**Supplied data**
_ _ _ _ _

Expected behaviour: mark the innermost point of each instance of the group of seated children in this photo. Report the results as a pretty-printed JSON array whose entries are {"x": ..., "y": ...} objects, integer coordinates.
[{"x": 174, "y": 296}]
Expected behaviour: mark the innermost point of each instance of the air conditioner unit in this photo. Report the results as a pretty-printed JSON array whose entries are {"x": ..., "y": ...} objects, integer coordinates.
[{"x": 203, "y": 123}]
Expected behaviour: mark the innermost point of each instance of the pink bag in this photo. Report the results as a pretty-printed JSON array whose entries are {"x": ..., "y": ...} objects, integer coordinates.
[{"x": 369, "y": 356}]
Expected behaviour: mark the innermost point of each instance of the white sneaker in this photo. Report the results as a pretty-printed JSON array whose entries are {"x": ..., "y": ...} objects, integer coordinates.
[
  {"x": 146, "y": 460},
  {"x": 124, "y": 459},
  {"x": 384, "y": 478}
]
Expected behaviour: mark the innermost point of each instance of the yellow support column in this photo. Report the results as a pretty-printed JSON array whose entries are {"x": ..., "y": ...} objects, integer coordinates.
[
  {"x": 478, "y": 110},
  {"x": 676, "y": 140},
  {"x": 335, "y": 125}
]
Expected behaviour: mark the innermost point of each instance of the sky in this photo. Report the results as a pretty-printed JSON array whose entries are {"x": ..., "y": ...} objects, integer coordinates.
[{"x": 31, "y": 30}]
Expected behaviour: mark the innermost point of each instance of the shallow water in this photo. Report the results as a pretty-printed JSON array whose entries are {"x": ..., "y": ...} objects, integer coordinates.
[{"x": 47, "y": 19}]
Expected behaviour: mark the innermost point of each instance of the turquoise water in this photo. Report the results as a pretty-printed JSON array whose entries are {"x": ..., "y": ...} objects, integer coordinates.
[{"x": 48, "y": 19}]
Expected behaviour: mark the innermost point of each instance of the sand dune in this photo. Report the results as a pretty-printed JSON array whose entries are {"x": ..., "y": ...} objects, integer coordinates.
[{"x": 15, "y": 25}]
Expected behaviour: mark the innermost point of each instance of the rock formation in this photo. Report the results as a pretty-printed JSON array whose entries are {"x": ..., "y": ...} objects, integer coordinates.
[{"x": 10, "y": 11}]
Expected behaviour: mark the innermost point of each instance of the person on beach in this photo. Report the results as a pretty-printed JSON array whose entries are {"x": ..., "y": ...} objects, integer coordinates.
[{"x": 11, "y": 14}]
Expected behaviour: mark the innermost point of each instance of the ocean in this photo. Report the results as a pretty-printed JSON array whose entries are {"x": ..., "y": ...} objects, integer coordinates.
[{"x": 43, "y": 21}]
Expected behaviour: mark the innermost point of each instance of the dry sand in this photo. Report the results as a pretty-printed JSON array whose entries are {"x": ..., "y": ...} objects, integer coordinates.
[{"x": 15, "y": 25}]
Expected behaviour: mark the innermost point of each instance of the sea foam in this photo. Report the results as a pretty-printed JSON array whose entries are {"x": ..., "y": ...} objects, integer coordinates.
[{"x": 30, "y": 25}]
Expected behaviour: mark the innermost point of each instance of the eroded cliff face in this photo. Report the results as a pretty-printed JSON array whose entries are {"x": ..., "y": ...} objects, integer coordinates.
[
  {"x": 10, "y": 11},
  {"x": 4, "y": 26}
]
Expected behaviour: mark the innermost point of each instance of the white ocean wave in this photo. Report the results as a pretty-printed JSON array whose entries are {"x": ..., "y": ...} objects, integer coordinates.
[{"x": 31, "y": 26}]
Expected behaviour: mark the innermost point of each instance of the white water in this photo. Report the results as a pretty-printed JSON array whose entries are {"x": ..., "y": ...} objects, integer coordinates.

_ _ _ _ _

**Work request**
When the material above has been read, copy all of it exactly.

**Answer to this exercise**
Expected behaviour: mark the innermost point of each instance of the group of seated children in this photo. Report the results as a pretty-printed JSON array whose entries are {"x": ..., "y": ...} objects, integer coordinates.
[{"x": 174, "y": 296}]
Expected behaviour: mark the innermost point of each instance of the air conditioner unit in this photo. Report the results as a pretty-printed JSON array whose entries are {"x": ..., "y": ...} objects, integer coordinates.
[{"x": 203, "y": 123}]
Expected behaviour: mark the innermost point of each instance of the pink bag in this photo. Report the results as a pretty-printed JSON array whose entries are {"x": ..., "y": ...} objects, integer coordinates.
[{"x": 369, "y": 356}]
Expected behaviour: mark the innermost point of each instance of the white sneaker in this photo. Report the results as a pretty-printed JSON array whose entries are {"x": ..., "y": ...} objects, integer coordinates.
[
  {"x": 146, "y": 460},
  {"x": 124, "y": 459},
  {"x": 384, "y": 478}
]
Expected behaviour: mark the innermost point of each instance of the yellow support column in this photo. Report the results as a pretty-printed JSON array whose entries are {"x": ..., "y": ...} objects, integer coordinates.
[
  {"x": 478, "y": 110},
  {"x": 676, "y": 140},
  {"x": 335, "y": 125}
]
Expected behaviour: mark the innermost point of each instance of the sky in this photo. Report the results as a pretty-printed JSON array whose entries are {"x": ..., "y": ...} objects, integer coordinates.
[{"x": 31, "y": 30}]
Expected behaviour: mark the innermost point of each instance of the shallow water in this photo. Report the results as a pretty-printed JSON array whose entries are {"x": ..., "y": ...} objects, integer coordinates.
[{"x": 47, "y": 19}]
Expected behaviour: mark the innermost point of each instance of the turquoise water in this photo. Report the results as a pretty-printed JSON array whose entries are {"x": ..., "y": ...} objects, integer coordinates.
[{"x": 48, "y": 19}]
Expected behaviour: mark the innermost point of each instance of the sand dune in this photo. Report the results as a pretty-printed JSON array whose entries are {"x": ..., "y": ...} objects, integer coordinates.
[{"x": 15, "y": 25}]
Expected behaviour: mark the innermost point of each instance of the rock formation in this photo. Report the results as a pretty-printed JSON array whose entries are {"x": ..., "y": ...} objects, integer coordinates.
[{"x": 10, "y": 11}]
Expected behaviour: mark the innermost point of each instance of the person on beach in this photo. Report the results as a pretty-printed JSON array whose entries are {"x": ..., "y": ...} objects, integer coordinates.
[{"x": 11, "y": 14}]
Expected behaviour: mark the innermost point of each instance of the ocean in this photo. Report the results as a pretty-printed JSON array whose entries are {"x": ..., "y": ...} objects, integer coordinates.
[{"x": 43, "y": 21}]
Expected behaviour: mark the innermost point of each instance of the dry sand in this photo. Report the results as a pretty-printed JSON array whose entries are {"x": ..., "y": ...} objects, integer coordinates.
[{"x": 15, "y": 25}]
Expected behaviour: mark the innermost point of each instance of the sea foam in this photo. Report the results as a pretty-printed JSON array whose entries are {"x": ..., "y": ...} objects, integer coordinates.
[{"x": 30, "y": 25}]
Expected behaviour: mark the innermost point of each instance of the eroded cliff face in this photo. Report the results as a pretty-printed JSON array whose entries are {"x": ..., "y": ...} objects, integer coordinates.
[
  {"x": 10, "y": 11},
  {"x": 4, "y": 26}
]
Expected behaviour: mark the innermost point of each instance of the white ocean wave in this photo. Report the results as a pretty-printed JSON array whose entries are {"x": ..., "y": ...} objects, integer coordinates.
[{"x": 31, "y": 26}]
Expected behaviour: mark the innermost point of each instance of the white water in this photo. Report the results as a pretty-printed JSON array whose entries are {"x": ..., "y": ...} objects, integer coordinates.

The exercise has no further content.